Records from a dataset:
******************************
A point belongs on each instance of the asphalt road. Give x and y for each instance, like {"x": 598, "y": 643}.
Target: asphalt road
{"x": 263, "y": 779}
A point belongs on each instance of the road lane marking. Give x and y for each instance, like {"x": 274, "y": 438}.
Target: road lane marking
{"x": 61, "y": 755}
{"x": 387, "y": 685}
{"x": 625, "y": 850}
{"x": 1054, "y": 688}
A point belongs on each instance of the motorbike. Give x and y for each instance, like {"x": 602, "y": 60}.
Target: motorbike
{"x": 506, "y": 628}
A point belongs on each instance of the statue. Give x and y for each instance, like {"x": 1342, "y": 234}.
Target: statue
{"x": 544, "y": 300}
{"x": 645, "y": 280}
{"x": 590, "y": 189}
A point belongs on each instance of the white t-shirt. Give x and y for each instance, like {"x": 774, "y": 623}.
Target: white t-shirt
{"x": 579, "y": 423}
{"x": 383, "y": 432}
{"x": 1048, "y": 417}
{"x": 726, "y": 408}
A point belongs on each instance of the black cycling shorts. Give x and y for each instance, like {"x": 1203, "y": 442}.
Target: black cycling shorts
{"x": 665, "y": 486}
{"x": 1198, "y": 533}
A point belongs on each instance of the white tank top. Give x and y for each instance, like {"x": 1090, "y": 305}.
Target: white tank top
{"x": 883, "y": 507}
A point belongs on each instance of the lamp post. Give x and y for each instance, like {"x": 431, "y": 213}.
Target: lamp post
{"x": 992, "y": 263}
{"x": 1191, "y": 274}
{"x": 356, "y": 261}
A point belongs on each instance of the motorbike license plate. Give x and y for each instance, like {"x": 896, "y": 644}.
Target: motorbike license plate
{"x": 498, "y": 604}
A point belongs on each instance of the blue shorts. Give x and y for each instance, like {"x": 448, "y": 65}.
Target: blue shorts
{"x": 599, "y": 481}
******************************
PROMPT: Output the data as a JSON list of strings, one string per line, omitting blank lines. Begin at the line that contains "A point belongs on each instance of the black" and stop after the final line of the data.

SOLUTION FOR THIS TASK:
[
  "A point belongs on each instance of the black cycling shorts. Give x and y for each instance, like {\"x\": 1203, \"y\": 442}.",
  "Target: black cycling shorts",
  "{\"x\": 665, \"y\": 486}",
  "{\"x\": 1198, \"y\": 533}",
  "A point belongs on each instance of the white tank top. Give x and y for each instance, like {\"x\": 1090, \"y\": 305}.",
  "Target: white tank top",
  "{\"x\": 883, \"y\": 507}",
  "A point belongs on each instance of the lamp post. Give x and y for each instance, like {\"x\": 431, \"y\": 213}.",
  "Target: lamp post",
  "{\"x\": 992, \"y\": 263}",
  "{\"x\": 1191, \"y\": 274}",
  "{\"x\": 356, \"y\": 261}",
  "A point belongs on each instance of the motorbike license plate. Give x and y for each instance, like {\"x\": 896, \"y\": 644}.",
  "Target: motorbike license plate",
  "{\"x\": 498, \"y\": 604}",
  "A point belongs on each instance of the blue shorts. Give x and y for each instance, like {\"x\": 448, \"y\": 65}.",
  "Target: blue shorts",
  "{\"x\": 599, \"y\": 481}"
]